Records in a dataset
■ ■ ■ ■
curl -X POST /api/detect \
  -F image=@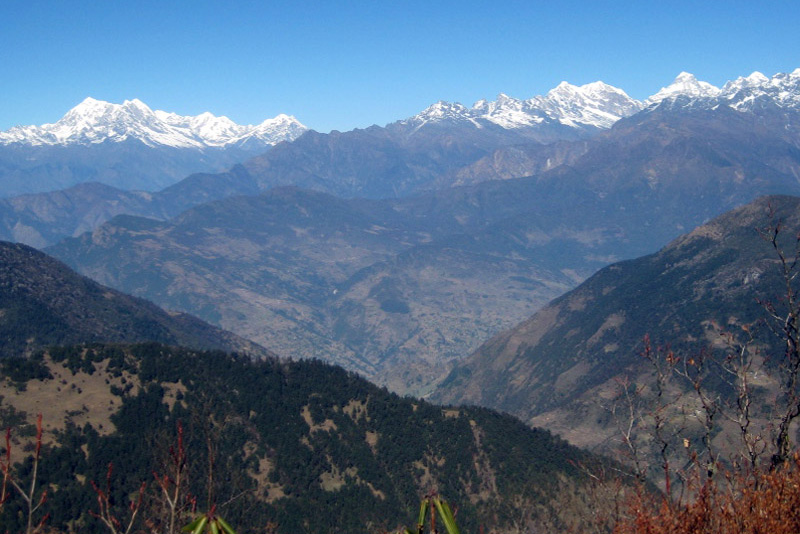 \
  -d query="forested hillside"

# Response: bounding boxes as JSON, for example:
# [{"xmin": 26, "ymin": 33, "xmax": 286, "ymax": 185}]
[{"xmin": 0, "ymin": 344, "xmax": 612, "ymax": 533}]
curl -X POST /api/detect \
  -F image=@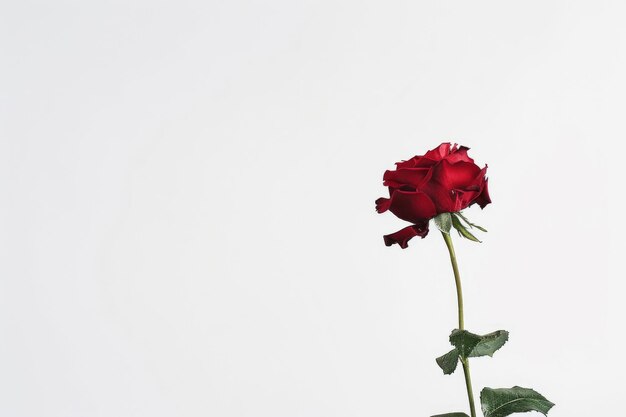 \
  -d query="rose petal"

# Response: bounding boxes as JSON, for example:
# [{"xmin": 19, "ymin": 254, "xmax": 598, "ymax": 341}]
[
  {"xmin": 389, "ymin": 190, "xmax": 437, "ymax": 224},
  {"xmin": 376, "ymin": 197, "xmax": 391, "ymax": 213},
  {"xmin": 383, "ymin": 222, "xmax": 428, "ymax": 249},
  {"xmin": 424, "ymin": 142, "xmax": 451, "ymax": 161},
  {"xmin": 472, "ymin": 178, "xmax": 491, "ymax": 209},
  {"xmin": 445, "ymin": 144, "xmax": 474, "ymax": 164},
  {"xmin": 383, "ymin": 168, "xmax": 430, "ymax": 188}
]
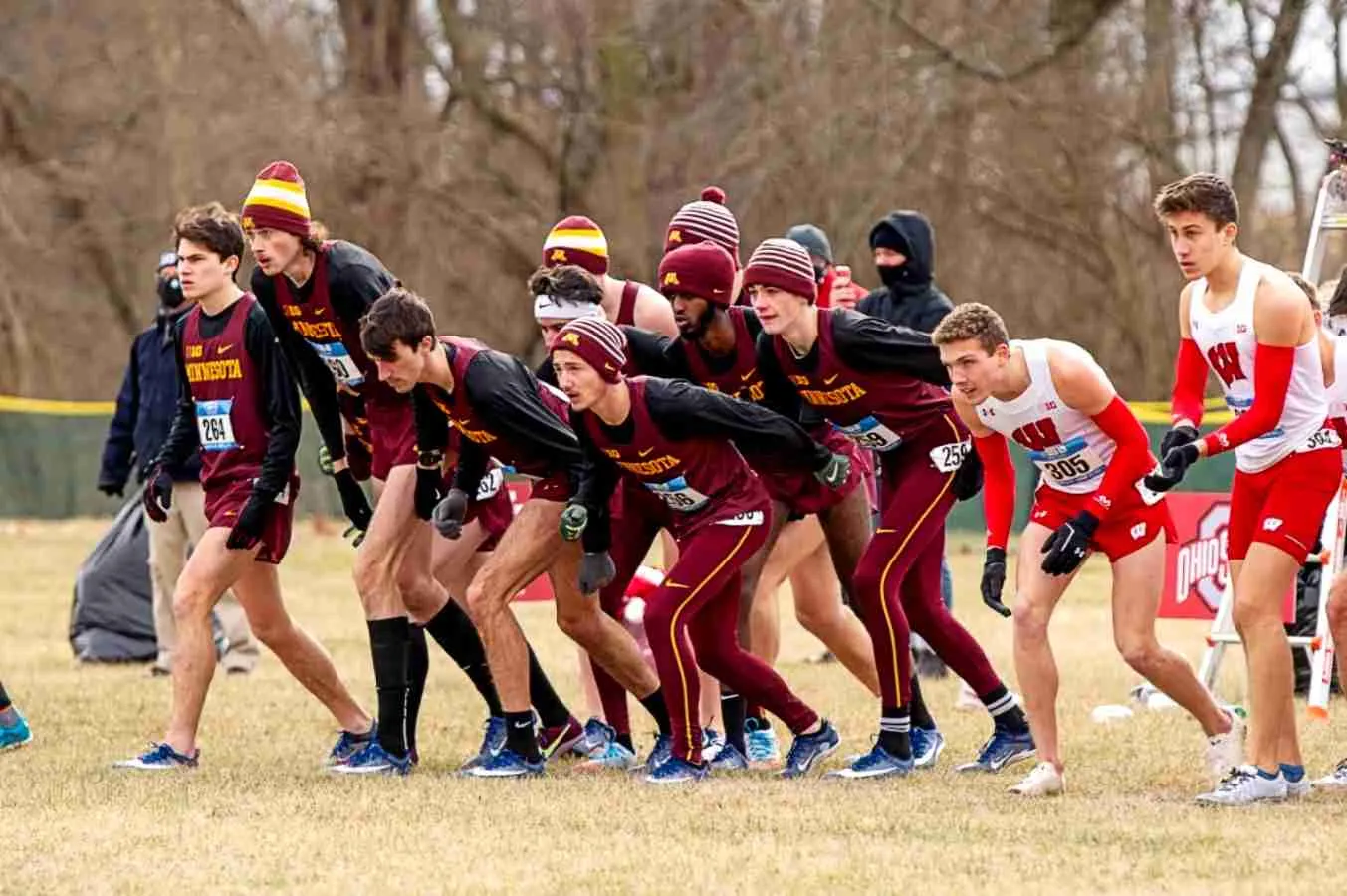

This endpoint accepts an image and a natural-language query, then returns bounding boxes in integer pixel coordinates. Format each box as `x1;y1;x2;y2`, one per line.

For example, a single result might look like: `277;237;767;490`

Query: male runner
244;161;580;775
361;289;668;778
117;202;374;770
1145;174;1342;805
744;239;1033;778
553;318;850;784
626;241;880;767
0;683;32;751
931;302;1243;796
■ ■ ■ ■
Copy out word for word the lines starting with the line containing "This endpoint accepts" and running through the line containing "553;318;850;784".

This endpoint accepts an image and a natural-language query, then returns bounding boxes in integer pixel coordinates. Format each box as `x1;y1;x2;y2`, one per line.

For example, a single result might look like: `277;237;767;490`

Query: male runner
244;161;580;775
361;289;668;778
117;202;374;770
1145;174;1342;805
744;239;1033;778
553;318;850;784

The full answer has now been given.